_Point annotation records_:

----

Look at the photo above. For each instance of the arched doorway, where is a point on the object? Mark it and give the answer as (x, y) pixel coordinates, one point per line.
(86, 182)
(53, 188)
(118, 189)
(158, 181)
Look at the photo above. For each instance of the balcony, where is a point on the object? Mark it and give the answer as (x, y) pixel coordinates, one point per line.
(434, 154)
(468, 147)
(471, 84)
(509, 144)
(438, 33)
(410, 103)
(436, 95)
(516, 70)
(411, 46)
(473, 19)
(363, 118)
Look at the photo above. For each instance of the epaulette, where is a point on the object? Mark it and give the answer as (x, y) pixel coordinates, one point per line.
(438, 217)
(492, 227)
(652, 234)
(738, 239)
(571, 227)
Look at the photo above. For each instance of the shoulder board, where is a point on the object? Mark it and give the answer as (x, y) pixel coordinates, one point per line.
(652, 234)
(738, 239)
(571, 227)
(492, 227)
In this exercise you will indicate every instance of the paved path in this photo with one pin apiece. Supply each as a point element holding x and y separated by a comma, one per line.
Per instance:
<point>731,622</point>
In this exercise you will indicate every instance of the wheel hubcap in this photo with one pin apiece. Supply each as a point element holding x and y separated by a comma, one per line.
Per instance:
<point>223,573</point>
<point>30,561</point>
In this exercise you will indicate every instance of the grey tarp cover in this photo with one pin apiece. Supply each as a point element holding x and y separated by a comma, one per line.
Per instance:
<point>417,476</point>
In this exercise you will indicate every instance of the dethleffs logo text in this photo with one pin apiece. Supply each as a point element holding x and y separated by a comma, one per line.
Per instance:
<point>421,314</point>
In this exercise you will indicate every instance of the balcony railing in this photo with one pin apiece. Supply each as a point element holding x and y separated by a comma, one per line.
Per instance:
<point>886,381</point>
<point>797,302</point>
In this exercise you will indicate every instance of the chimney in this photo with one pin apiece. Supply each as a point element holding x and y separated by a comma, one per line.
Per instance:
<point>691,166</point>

----

_Set exercise_: Starting with the line that contains "Look at the photo above. For each instance of the shoulder" and continuing through the end of the items, write every line out again, requests included and left unchanged. Multiply each coordinate in the answers by 2.55 and round it to a whole number, rounding halves up.

_Complete answer_:
Look at the photo above. For each instance of the shoulder board, where is a point on the object? Mark it and give the answer as (x, y) pixel coordinates, one point per line.
(1663, 597)
(1882, 609)
(1456, 579)
(1255, 579)
In this exercise you will indicate every instance of the paved path in this photo with one pin apiece. Supply each as a point element holding x and y separated by a comma, one per line.
Per instance:
<point>1864,1586</point>
In this exercise you will indicate every instance of the wheel hubcap in this photo with one pin apiece. Supply each as a point element holding x and y separated by a comma, one per line.
Per instance:
<point>569,1461</point>
<point>77,1431</point>
In this exercise you will indicate every instance of the grey tarp cover in this photo with one pin apiece. Supply each as a point element holding x and y separated by a comma, one per line.
Per instance:
<point>1063,1214</point>
In this exercise you will indicate every instance of the dethleffs logo text in this photo with one pin apiece. Supply each as a point element holding x and y separated by a comma, one per line.
Per instance:
<point>1074,801</point>
In this exercise you will indicate every instance of the balcony railing in this photo with one pin apiece. Supply each as a point element holding x and y separated by a comma, one per line.
Per instance:
<point>2259,972</point>
<point>2032,770</point>
In this exercise you will indicate every instance of the chimney in this photo with one pin apiece. Supply each as a point element holding x and y separated by a comma, one per line.
Per instance:
<point>1762,423</point>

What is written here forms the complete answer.